● Set tasks:
1 > Can you quote everything from "It is a given" down to "changing driving habits." in the article on contractor expenses, word for word?
2 > Will you print the entries exactly as they appear, everything from the start of the entries down to the line that contains "pixel 624 123", with both ends included?

● Passage:
########

Contractors Track and Trim Expenses
August 11, 2008
One of the dangers that face any business owner, let alone HVACR contractors, is complacency. When times are good and profits are healthy, business owners have a tendency to overlook the various expenses or neglect to read all of the fine print on contracts. If things are running smoothly there should be no reason to upset the apple cart, right?
But when things are not going smoothly, like in 2008, these expenses that get glossed over are now looming very large and threaten to erode profits from an already shrinking customer base. What appeared to be minor glitches or annoyances in the prosperous times are now cause for HVACR contractors to rethink how they do business, and change some of their operations to become leaner and meaner.
The Big Three automakers often cut expenses by mothballing factories and laying off employees. Those are the most drastic measures and ones that HVACR contractors try to avoid at all costs. But short of reducing a staff or closing down a location, what are the best ways to streamline a business? The NEWS wanted to know and asked some contractors how they are watching their expenses in these slow economic times.
It is a given that many contractors continue to stay busy and never slack off when watching their expenses. However, many contractors need to keep some type of checklist of ways to cut or reduce expenses - not because they are poor business managers - but because they need to maintain reasonable profits to grow their businesses and pay their employees. The smallest added expense can throw their budgets into a tailspin and put their balance sheets in the red.
For some contractors, merely tweaking existing systems and procedures can have a substantial effect on cutting costs. Take company vehicles for example: it is obviously possible to reduce gasoline consumption by routing service calls by geographic location. It is also possible to save gas by changing driving habits.
One contractor, Josh Mitchell of Mitchell Mechanical Inc., Seattle, Wash., said he cut his fuel bills by over 15 percent by having his company mechanic limit the vans to 62 miles-per-hour and teaching the techs how to “manage their gas pedals.” Mitchell added, “As an incentive, we give a $100 bonus each month to the guy who gets the best mileage improvement.”
Another contractor eased off on the gas and bought a gauge to tell him how to read engine problems. “I’ve learned to get the lead out of my foot and coast, as in put it in neutral, down hills,” he said. “My overloaded pick-up used to get about 15.5 mpg, now it’s at 19.5 for this last tank. I got help from this cool tool, which gives real-time gas mileage readings (www.scangauge.com). It will also read your error codes and reset the check engine light.”

########

● Records:
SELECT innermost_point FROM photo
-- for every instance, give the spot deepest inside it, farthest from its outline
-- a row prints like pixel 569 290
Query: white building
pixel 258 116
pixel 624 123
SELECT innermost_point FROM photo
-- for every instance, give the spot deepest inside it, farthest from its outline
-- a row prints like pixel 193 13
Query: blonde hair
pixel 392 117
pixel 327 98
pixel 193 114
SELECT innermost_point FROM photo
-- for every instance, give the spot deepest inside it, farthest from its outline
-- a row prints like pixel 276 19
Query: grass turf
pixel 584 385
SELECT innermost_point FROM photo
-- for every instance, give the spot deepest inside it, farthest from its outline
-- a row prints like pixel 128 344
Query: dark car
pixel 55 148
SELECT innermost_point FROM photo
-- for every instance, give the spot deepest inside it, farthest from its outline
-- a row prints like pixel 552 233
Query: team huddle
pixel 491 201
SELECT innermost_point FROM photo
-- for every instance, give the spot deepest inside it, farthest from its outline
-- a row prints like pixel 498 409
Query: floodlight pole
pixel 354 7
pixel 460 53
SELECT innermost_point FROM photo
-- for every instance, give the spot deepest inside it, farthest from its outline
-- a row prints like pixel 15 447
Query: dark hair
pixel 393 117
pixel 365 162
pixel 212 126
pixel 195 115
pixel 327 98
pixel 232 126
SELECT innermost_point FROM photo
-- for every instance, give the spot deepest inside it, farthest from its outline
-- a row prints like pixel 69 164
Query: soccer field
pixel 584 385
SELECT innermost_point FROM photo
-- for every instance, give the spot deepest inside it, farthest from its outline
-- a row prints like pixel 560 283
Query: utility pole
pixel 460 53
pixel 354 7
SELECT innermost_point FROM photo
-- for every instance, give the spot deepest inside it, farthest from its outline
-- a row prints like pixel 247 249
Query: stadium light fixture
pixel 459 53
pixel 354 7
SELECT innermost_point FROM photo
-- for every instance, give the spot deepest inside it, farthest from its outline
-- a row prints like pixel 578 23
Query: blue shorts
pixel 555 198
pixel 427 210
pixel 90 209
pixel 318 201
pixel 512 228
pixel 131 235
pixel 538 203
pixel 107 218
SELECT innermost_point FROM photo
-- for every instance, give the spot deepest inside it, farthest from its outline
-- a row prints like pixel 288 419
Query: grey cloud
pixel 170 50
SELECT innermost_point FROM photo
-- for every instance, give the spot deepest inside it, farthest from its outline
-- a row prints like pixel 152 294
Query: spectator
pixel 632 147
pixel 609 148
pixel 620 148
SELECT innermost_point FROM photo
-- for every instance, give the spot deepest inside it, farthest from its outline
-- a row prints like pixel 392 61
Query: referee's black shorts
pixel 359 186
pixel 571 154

########

● Problem solutions:
1 >
It is a given that many contractors continue to stay busy and never slack off when watching their expenses. However, many contractors need to keep some type of checklist of ways to cut or reduce expenses - not because they are poor business managers - but because they need to maintain reasonable profits to grow their businesses and pay their employees. The smallest added expense can throw their budgets into a tailspin and put their balance sheets in the red.
For some contractors, merely tweaking existing systems and procedures can have a substantial effect on cutting costs. Take company vehicles for example: it is obviously possible to reduce gasoline consumption by routing service calls by geographic location. It is also possible to save gas by changing driving habits.

2 >
SELECT innermost_point FROM photo
-- for every instance, give the spot deepest inside it, farthest from its outline
-- a row prints like pixel 569 290
Query: white building
pixel 258 116
pixel 624 123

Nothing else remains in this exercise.